Excerpted text:

[Start of Attachment]

A Syndrome Algebra for Differentiable Parametric Systems

This is a mathematics paper. It constructs a syndrome algebra for differentiable parametric systems by generalising the syndrome-measurement principle used in quantum error correction (QEC) from a discrete binary setting to a continuous real-valued one. The result is a tool for diagnosing the response of a differentiable system to weight-space perturbations; its concrete application to neural network reliability is the subject of the companion paper "Three Measurable Failure Modes of Large Language Models", this paper is focused on its mathematical formalism.

The starting point is the $[[5,1,3]]$ perfect quantum error-correcting code, whose parity-check matrix maps single-qubit errors to four-bit syndromes. Three replacements take this construction to the continuous setting.

(1) Field replacement: the finite-field arithmetic over $\mathbb{F}_2$ is replaced by row-wise $\ell_2$-normalisation over $\mathbb{R}$.

[End of Attachment]

Natural-language descriptions of regions:
[Start of Attachment]

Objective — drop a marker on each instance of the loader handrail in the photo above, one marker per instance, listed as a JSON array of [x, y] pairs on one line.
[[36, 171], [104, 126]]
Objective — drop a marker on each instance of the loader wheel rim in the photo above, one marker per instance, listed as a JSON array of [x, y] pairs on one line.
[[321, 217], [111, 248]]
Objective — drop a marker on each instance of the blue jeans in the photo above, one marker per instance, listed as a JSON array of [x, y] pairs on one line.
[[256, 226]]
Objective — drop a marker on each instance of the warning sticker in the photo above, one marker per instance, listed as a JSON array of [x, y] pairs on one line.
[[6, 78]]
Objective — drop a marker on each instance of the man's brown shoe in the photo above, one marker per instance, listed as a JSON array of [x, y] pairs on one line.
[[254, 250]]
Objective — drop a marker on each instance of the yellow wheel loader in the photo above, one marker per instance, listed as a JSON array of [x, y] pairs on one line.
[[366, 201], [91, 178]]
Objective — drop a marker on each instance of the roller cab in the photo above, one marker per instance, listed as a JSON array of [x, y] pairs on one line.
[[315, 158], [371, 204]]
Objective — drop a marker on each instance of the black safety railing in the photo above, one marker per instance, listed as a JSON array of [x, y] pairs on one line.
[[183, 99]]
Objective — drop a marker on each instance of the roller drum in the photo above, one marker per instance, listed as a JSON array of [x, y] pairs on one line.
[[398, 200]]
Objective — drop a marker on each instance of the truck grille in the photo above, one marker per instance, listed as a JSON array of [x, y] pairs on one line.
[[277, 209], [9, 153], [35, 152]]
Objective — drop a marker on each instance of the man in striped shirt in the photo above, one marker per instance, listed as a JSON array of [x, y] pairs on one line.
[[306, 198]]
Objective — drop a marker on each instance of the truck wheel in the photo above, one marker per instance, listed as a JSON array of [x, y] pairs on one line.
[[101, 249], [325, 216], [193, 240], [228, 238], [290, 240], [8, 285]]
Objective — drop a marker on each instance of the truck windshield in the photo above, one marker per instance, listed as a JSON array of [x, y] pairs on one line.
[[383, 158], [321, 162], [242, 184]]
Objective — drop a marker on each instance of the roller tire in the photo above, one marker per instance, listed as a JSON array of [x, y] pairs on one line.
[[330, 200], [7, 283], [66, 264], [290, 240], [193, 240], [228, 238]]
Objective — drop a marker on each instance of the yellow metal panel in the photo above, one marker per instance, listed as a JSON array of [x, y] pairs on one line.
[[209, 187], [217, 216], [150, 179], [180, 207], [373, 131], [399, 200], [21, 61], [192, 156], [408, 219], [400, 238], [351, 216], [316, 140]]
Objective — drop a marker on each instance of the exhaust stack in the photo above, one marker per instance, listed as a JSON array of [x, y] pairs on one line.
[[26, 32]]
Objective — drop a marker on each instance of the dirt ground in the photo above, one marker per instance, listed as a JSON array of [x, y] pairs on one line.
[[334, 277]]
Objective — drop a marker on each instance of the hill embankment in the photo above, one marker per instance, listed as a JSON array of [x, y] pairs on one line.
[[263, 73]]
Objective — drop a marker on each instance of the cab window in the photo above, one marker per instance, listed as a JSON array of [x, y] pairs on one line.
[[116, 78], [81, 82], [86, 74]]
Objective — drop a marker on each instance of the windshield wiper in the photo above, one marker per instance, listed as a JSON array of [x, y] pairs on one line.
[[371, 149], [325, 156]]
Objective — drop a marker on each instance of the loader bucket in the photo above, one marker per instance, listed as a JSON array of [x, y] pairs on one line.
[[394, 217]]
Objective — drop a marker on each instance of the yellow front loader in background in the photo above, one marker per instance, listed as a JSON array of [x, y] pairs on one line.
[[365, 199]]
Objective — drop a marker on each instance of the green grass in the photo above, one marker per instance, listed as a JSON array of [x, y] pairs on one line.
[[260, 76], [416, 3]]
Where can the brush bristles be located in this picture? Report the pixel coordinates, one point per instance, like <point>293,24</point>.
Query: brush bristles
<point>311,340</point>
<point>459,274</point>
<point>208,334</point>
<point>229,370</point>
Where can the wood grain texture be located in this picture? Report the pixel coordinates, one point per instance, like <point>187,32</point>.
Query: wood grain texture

[End of Attachment]

Activity: Extend the syndrome algebra paper, picking up after its last sentence about field replacement.

Written response:
(2) Basis replacement: the symplectic Pauli error basis is replaced by the right singular vectors of the weight matrix (the SVD basis).

(3) Map replacement: the parity-check matrix is replaced by the averaged Jacobian of the logit map at probe inputs. Under these three substitutions, the syndrome table becomes $S = \mathcal{N}(\bar{J} \cdot V)^\top$, and the discrete $[[5,1,3]]$ code is recovered as the $q=2$ special case.

Seven theorems establish the algebra's main properties:

Theorem 1: the Jacobian is the syndrome table in the linear regime.

Theorem 2: oracle correction is exact on the linear path.

Theorem 3: crossing error (correction in a wrong direction) is positive in expectation.

Theorem 4: the null space of the weight matrix is the confabulation subspace.

Theorem 5: multi-layer measurement achieves identifiability.

Theorem 6 (Jacobian Uncertainty Principle): the product of dictionary variance and observation variance is bounded below by a quantity proportional to the per-direction Jacobian variance.

Theorem 7 (Reliability Principle): for any $[[n,k,d]]_q$ code, normalised robustness, capacity, and expressiveness satisfy a structural trade-off that no architecture can escape.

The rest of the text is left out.